═════ PASSAGE

Improve robustness of the "simulation finished" check in `slim()`

bodkan commented 1 year ago

@IsabelMarleen has encountered an interesting curiosity while implementing a slendr importer from Demes. When she imports the Gutenkunst et al. example from the Demes repository, successfully generating a slendr model object, she runs into an interesting issue when she simulates it with our built-in slim() function.

Apparently it turned out to be a challenge to produce a minimum reproducible example, but she provided a serialized, compiled slendr model that reproduces this: gutenkunst_slendr_model.zip. Briefly, loading her serialized model first:

library(slendr) # v0.5.1
init_env()

model <- read_model("<path to a directory with the unzipped model data>")
plot_model(model)

It seems that Isabel's demes-to-slendr importing code works as it should (let's ignore the poor plotting of slendr for now):

However, running the model with slim() gives us:

> ts <- slim(model, sequence_length = 1000, recombination_rate = 0, verbose = TRUE)
Tree-sequence recording is on but no sampling schedule was given. Generating one for all individuals surviving to the end of the simulation.

══════════
═════ DATA ENTRIES

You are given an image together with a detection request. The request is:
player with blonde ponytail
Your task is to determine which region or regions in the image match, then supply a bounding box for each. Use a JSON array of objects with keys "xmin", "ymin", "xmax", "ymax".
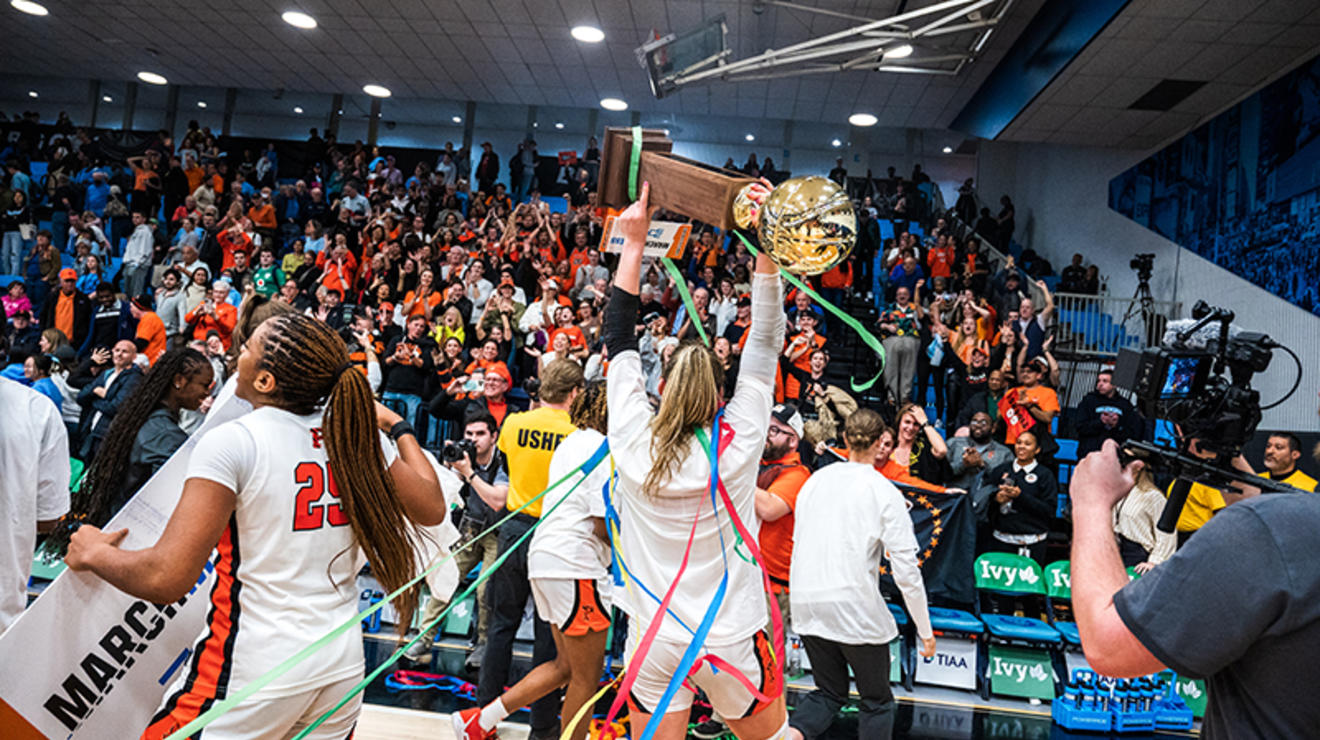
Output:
[{"xmin": 603, "ymin": 185, "xmax": 788, "ymax": 740}]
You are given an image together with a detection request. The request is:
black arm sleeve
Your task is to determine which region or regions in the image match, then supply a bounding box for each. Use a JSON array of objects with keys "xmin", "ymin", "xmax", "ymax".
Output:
[{"xmin": 601, "ymin": 285, "xmax": 642, "ymax": 357}]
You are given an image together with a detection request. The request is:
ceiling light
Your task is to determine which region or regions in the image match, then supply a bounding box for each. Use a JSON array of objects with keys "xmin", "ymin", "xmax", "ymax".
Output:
[
  {"xmin": 569, "ymin": 25, "xmax": 605, "ymax": 44},
  {"xmin": 280, "ymin": 11, "xmax": 317, "ymax": 29},
  {"xmin": 9, "ymin": 0, "xmax": 50, "ymax": 16}
]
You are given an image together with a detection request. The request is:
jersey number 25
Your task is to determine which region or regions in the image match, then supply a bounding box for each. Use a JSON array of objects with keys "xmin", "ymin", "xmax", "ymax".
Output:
[{"xmin": 293, "ymin": 462, "xmax": 348, "ymax": 532}]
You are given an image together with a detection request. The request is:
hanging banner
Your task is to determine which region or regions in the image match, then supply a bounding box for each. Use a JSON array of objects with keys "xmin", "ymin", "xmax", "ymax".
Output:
[{"xmin": 880, "ymin": 484, "xmax": 977, "ymax": 604}]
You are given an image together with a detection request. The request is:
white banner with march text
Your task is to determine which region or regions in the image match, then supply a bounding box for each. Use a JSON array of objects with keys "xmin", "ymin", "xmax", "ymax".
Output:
[{"xmin": 0, "ymin": 379, "xmax": 252, "ymax": 740}]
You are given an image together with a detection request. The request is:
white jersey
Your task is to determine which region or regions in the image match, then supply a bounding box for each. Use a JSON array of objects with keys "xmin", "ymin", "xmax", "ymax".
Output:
[
  {"xmin": 177, "ymin": 406, "xmax": 397, "ymax": 699},
  {"xmin": 788, "ymin": 462, "xmax": 932, "ymax": 645},
  {"xmin": 0, "ymin": 377, "xmax": 69, "ymax": 633},
  {"xmin": 527, "ymin": 429, "xmax": 610, "ymax": 579},
  {"xmin": 606, "ymin": 273, "xmax": 784, "ymax": 646}
]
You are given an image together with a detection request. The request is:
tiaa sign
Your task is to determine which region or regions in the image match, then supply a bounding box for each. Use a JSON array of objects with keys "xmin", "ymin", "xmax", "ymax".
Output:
[{"xmin": 601, "ymin": 216, "xmax": 692, "ymax": 260}]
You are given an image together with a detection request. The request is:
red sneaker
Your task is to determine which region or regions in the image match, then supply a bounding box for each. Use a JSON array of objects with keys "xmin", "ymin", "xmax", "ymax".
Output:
[{"xmin": 449, "ymin": 707, "xmax": 496, "ymax": 740}]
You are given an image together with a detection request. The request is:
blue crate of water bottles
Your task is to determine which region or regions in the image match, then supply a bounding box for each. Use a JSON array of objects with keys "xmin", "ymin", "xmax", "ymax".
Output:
[
  {"xmin": 1051, "ymin": 669, "xmax": 1192, "ymax": 732},
  {"xmin": 1155, "ymin": 677, "xmax": 1195, "ymax": 731}
]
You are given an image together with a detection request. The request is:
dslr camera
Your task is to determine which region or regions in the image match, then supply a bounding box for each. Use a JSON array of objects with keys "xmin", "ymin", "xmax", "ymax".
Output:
[{"xmin": 1127, "ymin": 253, "xmax": 1155, "ymax": 281}]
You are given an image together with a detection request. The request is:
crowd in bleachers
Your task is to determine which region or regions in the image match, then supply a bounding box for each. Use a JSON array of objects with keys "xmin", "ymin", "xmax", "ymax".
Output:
[
  {"xmin": 0, "ymin": 116, "xmax": 1298, "ymax": 564},
  {"xmin": 10, "ymin": 118, "xmax": 1315, "ymax": 733}
]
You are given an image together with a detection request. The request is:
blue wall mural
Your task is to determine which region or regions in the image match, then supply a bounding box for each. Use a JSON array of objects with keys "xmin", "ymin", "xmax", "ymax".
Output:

══════════

• GIVEN PROBLEM A:
Answer these about the issue, please:
(i) Which slendr version does the code comment give?
(ii) Which example from the Demes repository was imported?
(iii) What value is passed as sequence_length in the call to slim()?
• GIVEN PROBLEM B:
According to the output shown in the issue, why does slim() generate a sampling schedule, and which individuals does it cover?

• CORRECT RESPONSE A:
(i) v0.5.1
(ii) The Gutenkunst et al. example
(iii) 1000

• CORRECT RESPONSE B:
Tree-sequence recording is on, but no sampling schedule was given, so slim() generates one. It covers all individuals that survive to the end of the simulation.